══ DATA EXTRACT ══
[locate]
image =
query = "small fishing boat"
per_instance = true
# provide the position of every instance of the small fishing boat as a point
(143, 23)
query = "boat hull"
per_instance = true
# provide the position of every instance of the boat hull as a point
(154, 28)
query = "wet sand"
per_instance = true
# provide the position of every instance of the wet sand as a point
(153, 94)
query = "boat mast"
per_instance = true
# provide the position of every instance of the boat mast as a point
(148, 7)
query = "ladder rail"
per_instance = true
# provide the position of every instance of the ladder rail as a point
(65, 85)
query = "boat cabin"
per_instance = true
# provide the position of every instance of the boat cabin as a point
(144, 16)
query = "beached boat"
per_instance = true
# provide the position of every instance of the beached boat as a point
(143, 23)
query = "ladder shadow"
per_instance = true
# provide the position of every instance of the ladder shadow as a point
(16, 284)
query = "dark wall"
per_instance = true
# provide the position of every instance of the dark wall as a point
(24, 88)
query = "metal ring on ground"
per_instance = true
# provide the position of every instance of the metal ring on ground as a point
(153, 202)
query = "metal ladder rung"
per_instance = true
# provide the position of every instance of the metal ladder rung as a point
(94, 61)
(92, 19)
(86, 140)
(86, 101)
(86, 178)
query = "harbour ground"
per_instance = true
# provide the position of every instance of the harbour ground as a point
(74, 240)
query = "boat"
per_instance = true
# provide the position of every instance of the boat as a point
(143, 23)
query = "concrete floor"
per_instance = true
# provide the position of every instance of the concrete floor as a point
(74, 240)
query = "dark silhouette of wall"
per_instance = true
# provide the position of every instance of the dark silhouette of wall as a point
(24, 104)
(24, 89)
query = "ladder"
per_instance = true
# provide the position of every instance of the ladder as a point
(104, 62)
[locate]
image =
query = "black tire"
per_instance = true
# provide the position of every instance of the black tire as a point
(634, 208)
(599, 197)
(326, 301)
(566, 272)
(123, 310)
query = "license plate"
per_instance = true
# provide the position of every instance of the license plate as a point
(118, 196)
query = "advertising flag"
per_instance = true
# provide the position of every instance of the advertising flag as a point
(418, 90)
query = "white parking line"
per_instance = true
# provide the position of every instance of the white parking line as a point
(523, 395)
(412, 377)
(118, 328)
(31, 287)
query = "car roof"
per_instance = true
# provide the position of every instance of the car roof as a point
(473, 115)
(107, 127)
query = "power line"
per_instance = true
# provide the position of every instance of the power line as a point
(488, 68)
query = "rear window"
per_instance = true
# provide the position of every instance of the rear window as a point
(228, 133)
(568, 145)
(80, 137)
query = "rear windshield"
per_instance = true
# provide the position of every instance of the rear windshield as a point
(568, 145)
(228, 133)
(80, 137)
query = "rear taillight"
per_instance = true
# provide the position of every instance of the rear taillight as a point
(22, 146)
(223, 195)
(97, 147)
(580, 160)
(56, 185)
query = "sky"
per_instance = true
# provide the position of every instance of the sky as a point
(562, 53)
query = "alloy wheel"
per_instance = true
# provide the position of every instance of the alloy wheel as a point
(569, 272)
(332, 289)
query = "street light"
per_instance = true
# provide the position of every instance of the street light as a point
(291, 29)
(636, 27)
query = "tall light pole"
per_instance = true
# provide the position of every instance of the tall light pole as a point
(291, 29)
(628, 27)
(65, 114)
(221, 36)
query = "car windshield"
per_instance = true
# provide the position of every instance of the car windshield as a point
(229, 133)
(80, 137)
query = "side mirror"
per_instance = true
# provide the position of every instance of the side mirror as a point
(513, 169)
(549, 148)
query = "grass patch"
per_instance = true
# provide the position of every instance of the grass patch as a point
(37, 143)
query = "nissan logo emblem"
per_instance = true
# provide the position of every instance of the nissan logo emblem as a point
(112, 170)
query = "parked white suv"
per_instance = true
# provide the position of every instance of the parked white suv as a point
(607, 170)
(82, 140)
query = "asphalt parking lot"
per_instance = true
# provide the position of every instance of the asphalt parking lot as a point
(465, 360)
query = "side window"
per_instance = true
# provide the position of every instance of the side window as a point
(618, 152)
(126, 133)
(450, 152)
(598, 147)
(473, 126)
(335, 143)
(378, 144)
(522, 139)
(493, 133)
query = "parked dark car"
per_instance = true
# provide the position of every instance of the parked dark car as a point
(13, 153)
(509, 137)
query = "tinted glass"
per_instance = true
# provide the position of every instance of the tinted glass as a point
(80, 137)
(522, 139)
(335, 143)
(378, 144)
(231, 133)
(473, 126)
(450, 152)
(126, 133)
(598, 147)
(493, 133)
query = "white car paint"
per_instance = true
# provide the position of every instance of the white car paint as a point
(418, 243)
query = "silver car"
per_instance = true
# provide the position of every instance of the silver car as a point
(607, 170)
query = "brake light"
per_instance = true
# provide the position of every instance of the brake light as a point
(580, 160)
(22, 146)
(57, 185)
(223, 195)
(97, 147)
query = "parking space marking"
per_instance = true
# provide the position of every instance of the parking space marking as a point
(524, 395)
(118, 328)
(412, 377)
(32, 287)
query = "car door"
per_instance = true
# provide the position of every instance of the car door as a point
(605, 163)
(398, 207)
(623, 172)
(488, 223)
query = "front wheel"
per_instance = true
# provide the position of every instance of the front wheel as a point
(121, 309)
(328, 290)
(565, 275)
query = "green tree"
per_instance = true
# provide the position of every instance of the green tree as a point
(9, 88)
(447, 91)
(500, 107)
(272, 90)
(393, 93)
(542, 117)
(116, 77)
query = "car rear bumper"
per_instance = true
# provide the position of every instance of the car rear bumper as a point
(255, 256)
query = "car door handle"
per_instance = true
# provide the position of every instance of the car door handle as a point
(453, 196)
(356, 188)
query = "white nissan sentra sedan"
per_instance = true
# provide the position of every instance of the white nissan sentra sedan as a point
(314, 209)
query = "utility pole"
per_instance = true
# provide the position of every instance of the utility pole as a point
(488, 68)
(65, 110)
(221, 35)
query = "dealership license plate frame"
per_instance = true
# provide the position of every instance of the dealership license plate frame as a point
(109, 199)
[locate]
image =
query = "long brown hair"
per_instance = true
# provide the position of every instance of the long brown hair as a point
═══
══ DATA EXTRACT ══
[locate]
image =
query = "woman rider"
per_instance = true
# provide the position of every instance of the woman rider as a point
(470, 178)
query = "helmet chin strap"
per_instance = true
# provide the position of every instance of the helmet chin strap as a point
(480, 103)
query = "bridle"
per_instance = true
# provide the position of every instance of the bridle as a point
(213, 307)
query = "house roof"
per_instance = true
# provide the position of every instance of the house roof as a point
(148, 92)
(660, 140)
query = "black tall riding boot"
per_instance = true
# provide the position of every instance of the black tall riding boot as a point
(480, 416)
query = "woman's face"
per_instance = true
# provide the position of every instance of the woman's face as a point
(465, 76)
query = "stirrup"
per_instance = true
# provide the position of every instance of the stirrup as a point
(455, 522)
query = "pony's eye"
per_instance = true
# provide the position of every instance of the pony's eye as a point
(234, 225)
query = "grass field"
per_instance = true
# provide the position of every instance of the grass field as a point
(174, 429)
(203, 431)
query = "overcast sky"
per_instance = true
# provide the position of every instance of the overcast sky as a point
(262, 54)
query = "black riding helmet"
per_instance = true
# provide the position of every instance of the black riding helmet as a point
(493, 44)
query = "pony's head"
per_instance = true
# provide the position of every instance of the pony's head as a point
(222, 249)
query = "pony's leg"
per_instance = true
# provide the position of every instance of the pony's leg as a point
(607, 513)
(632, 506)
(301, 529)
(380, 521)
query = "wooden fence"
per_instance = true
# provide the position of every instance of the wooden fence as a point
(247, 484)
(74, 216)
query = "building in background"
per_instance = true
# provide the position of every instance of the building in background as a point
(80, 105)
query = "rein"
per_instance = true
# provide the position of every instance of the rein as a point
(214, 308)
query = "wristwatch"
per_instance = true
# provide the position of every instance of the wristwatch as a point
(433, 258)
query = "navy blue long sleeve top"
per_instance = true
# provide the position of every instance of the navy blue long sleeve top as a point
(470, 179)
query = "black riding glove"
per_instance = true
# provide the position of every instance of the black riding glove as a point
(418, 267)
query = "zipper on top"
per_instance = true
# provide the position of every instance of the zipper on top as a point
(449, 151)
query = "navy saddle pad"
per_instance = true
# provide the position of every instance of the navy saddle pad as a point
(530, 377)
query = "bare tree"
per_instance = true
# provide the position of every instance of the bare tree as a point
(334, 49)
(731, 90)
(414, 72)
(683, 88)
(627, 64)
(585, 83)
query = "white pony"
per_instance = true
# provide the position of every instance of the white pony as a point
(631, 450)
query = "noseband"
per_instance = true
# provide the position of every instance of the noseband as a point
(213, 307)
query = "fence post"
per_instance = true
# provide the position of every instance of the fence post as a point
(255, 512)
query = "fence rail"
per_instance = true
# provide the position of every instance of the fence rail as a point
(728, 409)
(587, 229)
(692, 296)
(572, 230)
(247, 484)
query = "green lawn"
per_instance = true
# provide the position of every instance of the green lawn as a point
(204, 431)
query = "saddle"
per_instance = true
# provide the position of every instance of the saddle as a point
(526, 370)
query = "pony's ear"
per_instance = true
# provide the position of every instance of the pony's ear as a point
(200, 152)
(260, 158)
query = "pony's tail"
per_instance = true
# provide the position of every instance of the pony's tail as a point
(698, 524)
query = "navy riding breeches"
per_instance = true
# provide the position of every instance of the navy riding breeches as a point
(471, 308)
═══
**GIVEN REQUEST**. Please extract every line of the material above that contains the word "pony".

**FULL SOLUTION**.
query = "pony's eye"
# provide the position of every instance of the pony's eye as a point
query = "pony's head"
# provide the position of every instance of the pony's head as a point
query = "pony's leg"
# provide the position of every instance of the pony's leg as a point
query = "white pony"
# provide the position of every instance of the white pony as a point
query = "pony's ear"
# provide the position of every instance of the pony's ear as a point
query = "pony's tail"
# provide the position of every instance of the pony's tail as a point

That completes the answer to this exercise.